[Collected data entries]

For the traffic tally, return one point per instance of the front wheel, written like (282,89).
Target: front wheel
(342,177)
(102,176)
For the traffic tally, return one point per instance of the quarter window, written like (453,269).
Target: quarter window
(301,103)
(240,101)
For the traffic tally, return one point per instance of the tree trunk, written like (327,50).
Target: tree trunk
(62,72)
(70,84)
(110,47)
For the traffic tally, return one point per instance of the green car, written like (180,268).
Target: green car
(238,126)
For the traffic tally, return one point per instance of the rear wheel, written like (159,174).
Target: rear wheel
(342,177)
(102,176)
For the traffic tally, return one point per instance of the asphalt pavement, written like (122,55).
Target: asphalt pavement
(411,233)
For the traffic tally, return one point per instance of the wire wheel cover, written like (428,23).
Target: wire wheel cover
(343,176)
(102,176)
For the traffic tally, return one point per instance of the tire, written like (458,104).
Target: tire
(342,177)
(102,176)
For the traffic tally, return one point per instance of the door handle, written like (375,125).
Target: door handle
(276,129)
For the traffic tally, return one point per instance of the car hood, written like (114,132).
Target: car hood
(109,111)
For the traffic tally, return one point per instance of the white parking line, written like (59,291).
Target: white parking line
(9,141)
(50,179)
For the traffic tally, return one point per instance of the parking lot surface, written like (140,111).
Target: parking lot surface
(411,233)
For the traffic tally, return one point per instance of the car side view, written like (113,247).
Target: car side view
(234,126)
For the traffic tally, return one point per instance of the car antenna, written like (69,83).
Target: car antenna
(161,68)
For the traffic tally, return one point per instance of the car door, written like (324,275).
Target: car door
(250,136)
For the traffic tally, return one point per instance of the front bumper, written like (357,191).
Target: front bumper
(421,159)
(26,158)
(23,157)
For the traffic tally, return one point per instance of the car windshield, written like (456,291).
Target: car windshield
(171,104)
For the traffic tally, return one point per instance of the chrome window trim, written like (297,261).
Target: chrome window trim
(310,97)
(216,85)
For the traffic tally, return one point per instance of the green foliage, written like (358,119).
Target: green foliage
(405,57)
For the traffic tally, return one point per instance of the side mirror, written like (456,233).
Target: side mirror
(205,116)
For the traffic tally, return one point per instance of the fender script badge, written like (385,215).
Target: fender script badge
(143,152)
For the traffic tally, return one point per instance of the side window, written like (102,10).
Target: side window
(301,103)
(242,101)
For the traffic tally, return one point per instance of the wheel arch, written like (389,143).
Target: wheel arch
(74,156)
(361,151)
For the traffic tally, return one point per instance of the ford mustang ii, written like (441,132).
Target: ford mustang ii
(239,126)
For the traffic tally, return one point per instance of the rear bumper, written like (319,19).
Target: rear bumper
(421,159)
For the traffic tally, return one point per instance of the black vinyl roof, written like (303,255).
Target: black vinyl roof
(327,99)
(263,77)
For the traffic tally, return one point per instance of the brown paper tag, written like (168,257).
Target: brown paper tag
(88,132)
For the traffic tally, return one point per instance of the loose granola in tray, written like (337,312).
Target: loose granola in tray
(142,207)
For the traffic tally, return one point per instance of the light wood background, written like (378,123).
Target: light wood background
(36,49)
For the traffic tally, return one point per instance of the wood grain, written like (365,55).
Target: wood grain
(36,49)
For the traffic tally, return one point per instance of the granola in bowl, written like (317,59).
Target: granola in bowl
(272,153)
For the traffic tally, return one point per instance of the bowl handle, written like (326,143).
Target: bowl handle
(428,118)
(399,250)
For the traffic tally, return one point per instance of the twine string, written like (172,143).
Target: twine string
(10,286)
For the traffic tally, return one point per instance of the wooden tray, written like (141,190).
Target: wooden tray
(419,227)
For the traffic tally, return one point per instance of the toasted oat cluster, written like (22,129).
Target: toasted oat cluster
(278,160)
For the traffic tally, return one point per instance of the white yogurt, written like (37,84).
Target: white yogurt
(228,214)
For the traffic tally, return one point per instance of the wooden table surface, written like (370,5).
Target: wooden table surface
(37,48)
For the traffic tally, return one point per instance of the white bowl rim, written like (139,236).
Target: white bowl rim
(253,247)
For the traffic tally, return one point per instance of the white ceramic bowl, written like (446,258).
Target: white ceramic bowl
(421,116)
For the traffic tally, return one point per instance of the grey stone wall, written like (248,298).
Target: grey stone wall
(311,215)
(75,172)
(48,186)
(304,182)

Problem statement: Set every line of the listing down word for word.

Task output:
For the traffic tally, return one point per instance of the front wheel, written like (282,89).
Target: front wheel
(342,177)
(102,176)
For the traffic tally, return one point per instance of the quarter window, written like (453,269).
Target: quarter window
(301,103)
(240,101)
For the traffic tally, return one point per instance of the tree trunk, written like (327,50).
Target: tree trunk
(62,72)
(70,84)
(110,47)
For the traffic tally, return one point per instance of the green car, written like (180,268).
Target: green car
(238,126)
For the traffic tally, return one point per instance of the rear wheel, written like (159,174).
Target: rear wheel
(342,177)
(102,176)
For the traffic tally, return one point per instance of the asphalt pavement, written like (122,55).
Target: asphalt pavement
(411,233)
For the traffic tally, return one point per instance of the wire wheel cover, written like (428,23).
Target: wire wheel cover
(343,176)
(102,176)
For the traffic tally, return one point per instance of the tire, written like (458,104).
Target: tire
(342,177)
(102,176)
For the traffic tally, return one point per instance of the door handle, written like (375,125).
Target: door handle
(276,129)
For the traffic tally, return one point per instance of the car hood, written like (114,132).
Target: car hood
(109,111)
For the traffic tally, return one point per instance of the white parking line, written like (59,291).
Target: white parking line
(9,141)
(50,179)
For the traffic tally, return one point per instance of the parking lot surface, written like (140,111).
Target: parking lot surface
(411,233)
For the traffic tally, return one point per instance of the car side view, written like (113,247).
Target: car side view
(234,126)
For the traffic tally, return one point per instance of the car antenna, written like (69,83).
Target: car antenna
(161,68)
For the traffic tally, return one point per instance of the car door, written like (324,275).
Target: car door
(250,136)
For the traffic tally, return one point per instance of the front bumper, written like (357,191).
Target: front bumper
(421,159)
(26,158)
(23,157)
For the traffic tally, return one point per instance of the car windshield, written like (456,291).
Target: car windshield
(171,104)
For the traffic tally, return one point per instance of the chrome window trim, written like (297,261).
Target: chrome window trim
(310,97)
(216,85)
For the traffic tally, return one point per instance of the green foliage, written like (358,119).
Target: green foliage
(405,57)
For the traffic tally, return one point per instance of the side mirror, written like (456,233).
Target: side mirror
(205,116)
For the traffic tally, return one point per instance of the fender script badge, written like (385,215).
Target: fender script badge
(143,152)
For the traffic tally, return one point per instance of the side window, written like (102,10).
Target: side window
(301,103)
(242,101)
For the traffic tally, return one point per instance of the wheel arch, written like (389,143).
Target: wheel arch
(74,156)
(361,151)
For the traffic tally, return one point per instance of the ford mustang ii, written like (441,132).
Target: ford mustang ii
(239,126)
For the traffic tally, return one point per instance of the rear bumper, written like (319,19).
Target: rear bumper
(421,159)
For the traffic tally, return one point per instance of the black vinyl roof, written like (303,255).
Target: black vinyl roof
(327,99)
(263,77)
For the traffic tally, return one point per instance of the brown paper tag, written like (168,257).
Target: brown paper tag
(88,132)
For the traffic tally, return one point per instance of the loose granola in tray, written like (337,312).
Target: loose granola in tray
(142,207)
For the traffic tally, return one point per instance of the light wood background, written like (378,123).
Target: light wood background
(36,49)
For the traffic tally, return one point per instance of the wood grain, written like (365,55).
Target: wood grain
(36,49)
For the traffic tally, return one point per instance of the granola in bowl, written like (317,59).
Target: granola in bowl
(272,153)
For the traffic tally, return one point per instance of the bowl handle, written like (326,143).
Target: bowl handle
(428,118)
(399,250)
For the traffic tally, return one point per instance of the twine string, written like (172,143).
Target: twine string
(10,286)
For the traffic tally, return one point per instance of the wooden tray, written like (141,190).
Target: wooden tray
(419,227)
For the traffic tally, return one point per instance of the toasted oat cluster, written like (22,129).
Target: toasted oat cluster
(278,160)
For the traffic tally, return one point per instance of the white yogurt, written like (37,84).
Target: white yogurt
(228,214)
For the traffic tally, return one point per instance of the wooden table surface, written like (370,5).
Target: wooden table surface
(37,48)
For the traffic tally, return one point per instance of the white bowl rim, written like (139,236).
Target: white bowl rim
(253,247)
For the traffic tally, return one point per instance of the white ceramic bowl, written like (446,258).
Target: white ceramic bowl
(421,116)
For the traffic tally, return one point per instance of the grey stone wall, written like (248,298).
Target: grey stone wall
(311,215)
(75,172)
(48,186)
(304,182)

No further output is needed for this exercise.